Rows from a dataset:

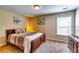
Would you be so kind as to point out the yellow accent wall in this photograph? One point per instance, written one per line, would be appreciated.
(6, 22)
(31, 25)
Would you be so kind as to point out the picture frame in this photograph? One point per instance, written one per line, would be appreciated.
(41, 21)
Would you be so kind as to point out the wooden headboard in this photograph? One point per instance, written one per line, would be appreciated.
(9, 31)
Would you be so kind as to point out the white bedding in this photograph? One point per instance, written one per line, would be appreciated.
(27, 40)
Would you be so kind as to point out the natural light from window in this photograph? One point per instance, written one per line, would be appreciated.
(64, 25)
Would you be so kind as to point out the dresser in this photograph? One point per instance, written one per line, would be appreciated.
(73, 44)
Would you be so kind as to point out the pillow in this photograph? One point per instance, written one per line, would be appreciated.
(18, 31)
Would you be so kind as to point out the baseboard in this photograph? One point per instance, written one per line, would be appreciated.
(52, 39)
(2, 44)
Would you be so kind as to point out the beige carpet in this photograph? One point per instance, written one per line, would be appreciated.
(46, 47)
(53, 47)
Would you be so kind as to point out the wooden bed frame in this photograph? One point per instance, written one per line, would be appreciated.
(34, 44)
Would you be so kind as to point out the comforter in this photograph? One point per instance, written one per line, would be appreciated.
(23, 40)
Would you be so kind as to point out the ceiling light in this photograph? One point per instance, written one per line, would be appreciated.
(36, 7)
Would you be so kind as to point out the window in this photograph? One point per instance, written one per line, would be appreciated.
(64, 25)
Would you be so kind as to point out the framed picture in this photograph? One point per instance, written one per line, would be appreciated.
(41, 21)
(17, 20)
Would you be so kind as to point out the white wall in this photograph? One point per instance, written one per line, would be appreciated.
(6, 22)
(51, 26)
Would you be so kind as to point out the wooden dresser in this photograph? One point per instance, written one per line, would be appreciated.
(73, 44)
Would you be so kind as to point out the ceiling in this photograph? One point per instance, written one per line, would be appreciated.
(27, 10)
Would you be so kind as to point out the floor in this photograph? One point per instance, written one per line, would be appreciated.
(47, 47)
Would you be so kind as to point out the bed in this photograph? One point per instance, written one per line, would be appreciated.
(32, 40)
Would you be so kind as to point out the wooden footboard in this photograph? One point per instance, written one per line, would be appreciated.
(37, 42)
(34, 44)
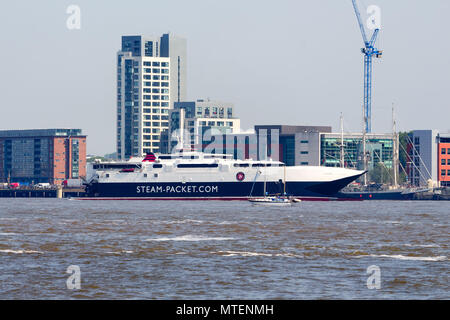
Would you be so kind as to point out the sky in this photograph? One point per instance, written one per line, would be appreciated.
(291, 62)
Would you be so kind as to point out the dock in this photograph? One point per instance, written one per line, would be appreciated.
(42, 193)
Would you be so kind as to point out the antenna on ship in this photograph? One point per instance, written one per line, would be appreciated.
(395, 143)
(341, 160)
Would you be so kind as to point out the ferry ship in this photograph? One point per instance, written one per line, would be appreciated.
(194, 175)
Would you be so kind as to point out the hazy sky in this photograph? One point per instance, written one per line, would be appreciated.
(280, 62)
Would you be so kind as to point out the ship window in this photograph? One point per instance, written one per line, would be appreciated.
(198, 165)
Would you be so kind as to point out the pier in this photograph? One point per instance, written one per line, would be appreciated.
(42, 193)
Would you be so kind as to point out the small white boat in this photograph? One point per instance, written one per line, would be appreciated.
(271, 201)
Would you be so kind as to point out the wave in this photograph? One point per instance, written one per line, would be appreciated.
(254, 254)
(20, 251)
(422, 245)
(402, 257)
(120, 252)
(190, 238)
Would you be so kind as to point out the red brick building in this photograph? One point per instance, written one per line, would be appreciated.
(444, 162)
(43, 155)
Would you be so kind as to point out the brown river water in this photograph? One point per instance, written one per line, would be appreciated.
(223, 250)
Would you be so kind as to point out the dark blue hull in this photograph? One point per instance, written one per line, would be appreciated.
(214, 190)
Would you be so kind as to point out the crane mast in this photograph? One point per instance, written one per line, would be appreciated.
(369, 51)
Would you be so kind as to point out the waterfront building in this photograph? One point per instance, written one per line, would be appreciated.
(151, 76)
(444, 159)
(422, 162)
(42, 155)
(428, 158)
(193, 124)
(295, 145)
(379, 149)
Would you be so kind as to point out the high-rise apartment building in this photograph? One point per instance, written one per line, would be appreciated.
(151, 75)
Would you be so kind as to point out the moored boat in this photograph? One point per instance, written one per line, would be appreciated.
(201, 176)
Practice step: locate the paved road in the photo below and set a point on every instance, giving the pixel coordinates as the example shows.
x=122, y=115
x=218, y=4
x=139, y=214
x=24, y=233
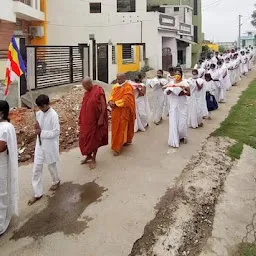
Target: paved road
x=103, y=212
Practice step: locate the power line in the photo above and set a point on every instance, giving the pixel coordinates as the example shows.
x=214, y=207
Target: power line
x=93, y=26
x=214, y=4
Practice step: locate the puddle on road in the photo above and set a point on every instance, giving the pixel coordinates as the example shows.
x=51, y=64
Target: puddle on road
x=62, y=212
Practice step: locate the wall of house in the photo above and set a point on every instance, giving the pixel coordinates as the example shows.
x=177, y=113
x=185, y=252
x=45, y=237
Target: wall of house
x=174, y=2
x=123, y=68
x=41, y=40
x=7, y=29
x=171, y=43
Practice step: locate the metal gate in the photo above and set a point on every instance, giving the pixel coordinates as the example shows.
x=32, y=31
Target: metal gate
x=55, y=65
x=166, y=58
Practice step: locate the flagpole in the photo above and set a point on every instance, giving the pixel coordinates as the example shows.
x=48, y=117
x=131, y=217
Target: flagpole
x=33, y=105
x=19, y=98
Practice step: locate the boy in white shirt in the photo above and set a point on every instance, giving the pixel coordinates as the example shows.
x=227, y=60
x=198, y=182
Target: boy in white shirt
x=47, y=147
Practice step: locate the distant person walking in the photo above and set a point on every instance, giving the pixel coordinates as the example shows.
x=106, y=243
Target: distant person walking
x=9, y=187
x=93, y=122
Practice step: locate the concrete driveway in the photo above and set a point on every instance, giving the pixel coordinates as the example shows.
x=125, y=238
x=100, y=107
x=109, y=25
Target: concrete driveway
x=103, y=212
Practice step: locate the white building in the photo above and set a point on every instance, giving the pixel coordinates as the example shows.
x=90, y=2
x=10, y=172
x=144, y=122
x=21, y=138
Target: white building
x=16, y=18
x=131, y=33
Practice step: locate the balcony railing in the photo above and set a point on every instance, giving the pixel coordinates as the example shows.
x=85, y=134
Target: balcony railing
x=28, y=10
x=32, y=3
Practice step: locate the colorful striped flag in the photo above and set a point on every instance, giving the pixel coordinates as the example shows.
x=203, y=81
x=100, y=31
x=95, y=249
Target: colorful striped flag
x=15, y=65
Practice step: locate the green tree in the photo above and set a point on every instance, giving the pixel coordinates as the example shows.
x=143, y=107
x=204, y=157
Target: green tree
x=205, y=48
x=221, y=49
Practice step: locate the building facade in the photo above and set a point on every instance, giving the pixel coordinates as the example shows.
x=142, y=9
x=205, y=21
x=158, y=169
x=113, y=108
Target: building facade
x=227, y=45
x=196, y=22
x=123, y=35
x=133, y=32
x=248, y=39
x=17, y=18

---

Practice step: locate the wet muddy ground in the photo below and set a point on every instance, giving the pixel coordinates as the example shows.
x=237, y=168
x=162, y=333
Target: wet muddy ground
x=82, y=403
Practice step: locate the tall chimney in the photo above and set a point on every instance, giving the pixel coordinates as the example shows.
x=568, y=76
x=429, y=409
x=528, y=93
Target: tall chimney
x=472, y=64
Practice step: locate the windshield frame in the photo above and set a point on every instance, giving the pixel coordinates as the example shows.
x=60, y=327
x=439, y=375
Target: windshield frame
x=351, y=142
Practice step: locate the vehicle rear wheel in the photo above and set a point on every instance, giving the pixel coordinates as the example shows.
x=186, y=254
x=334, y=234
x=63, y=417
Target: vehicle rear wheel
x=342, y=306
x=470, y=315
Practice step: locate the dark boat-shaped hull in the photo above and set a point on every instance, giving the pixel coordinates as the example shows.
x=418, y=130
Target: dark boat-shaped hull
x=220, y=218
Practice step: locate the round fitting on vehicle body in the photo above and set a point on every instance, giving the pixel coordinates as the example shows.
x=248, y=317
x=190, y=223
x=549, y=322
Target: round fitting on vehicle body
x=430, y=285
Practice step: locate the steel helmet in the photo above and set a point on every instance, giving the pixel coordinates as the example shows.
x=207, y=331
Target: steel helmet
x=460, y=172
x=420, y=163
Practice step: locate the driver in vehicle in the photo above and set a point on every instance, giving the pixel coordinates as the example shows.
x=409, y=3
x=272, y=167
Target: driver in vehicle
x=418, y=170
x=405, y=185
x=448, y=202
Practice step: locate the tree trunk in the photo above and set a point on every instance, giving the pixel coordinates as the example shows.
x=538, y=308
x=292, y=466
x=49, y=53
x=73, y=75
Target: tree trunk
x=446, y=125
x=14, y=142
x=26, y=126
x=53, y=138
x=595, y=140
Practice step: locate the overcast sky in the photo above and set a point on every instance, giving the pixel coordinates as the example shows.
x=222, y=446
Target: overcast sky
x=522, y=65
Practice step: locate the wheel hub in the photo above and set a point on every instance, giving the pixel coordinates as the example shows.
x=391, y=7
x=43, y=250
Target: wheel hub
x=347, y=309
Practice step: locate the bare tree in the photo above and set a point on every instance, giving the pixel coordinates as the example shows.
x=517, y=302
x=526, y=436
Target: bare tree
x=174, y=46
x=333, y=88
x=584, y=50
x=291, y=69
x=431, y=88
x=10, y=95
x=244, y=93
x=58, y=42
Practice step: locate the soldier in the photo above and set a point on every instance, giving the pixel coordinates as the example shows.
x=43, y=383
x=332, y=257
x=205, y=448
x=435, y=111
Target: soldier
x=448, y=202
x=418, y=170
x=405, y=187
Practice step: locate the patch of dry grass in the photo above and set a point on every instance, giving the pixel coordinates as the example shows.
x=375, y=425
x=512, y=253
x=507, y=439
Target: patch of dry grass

* * *

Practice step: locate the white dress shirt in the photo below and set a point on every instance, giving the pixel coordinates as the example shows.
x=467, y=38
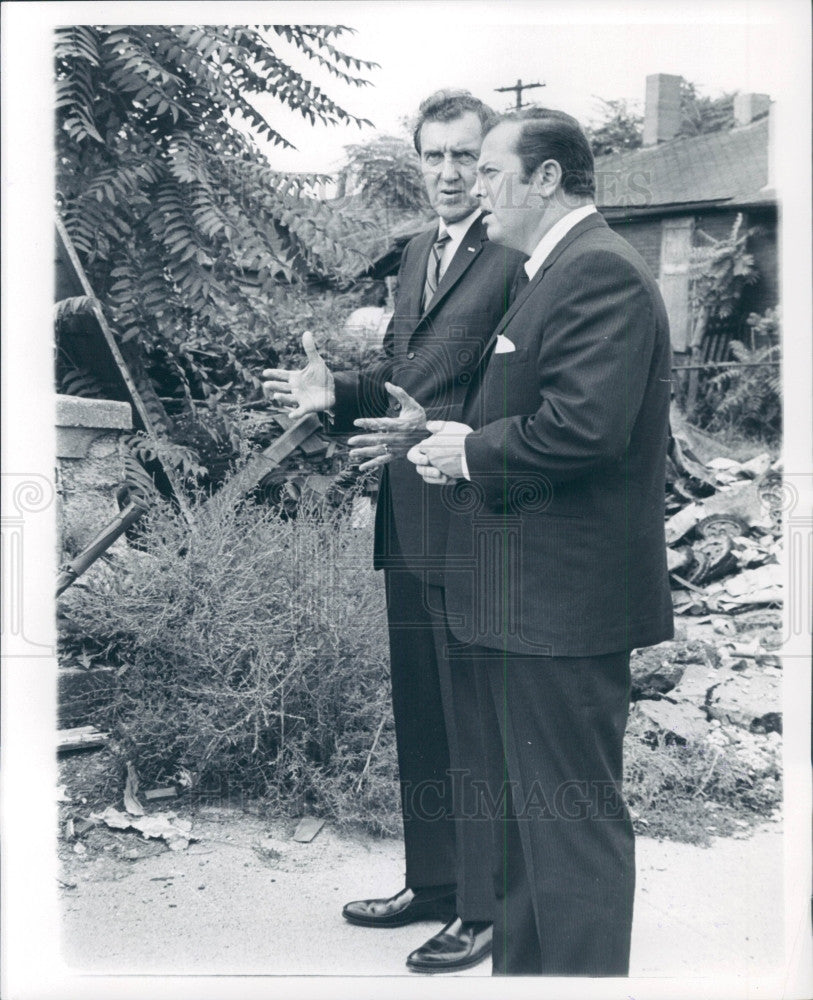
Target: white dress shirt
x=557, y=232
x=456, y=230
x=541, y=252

Request: Please update the entries from the line containing "Practice step: locate the soldier" down to the line containing "x=405, y=187", swapping "soldier" for "sentry" and leaving everything else unchanged.

Response to this exercise:
Practice step: locate the sentry in the photo above and set a point on every instance, giving the pixel coordinates as the example shows.
x=43, y=383
x=332, y=257
x=205, y=448
x=435, y=111
Target: sentry
x=448, y=202
x=418, y=170
x=405, y=187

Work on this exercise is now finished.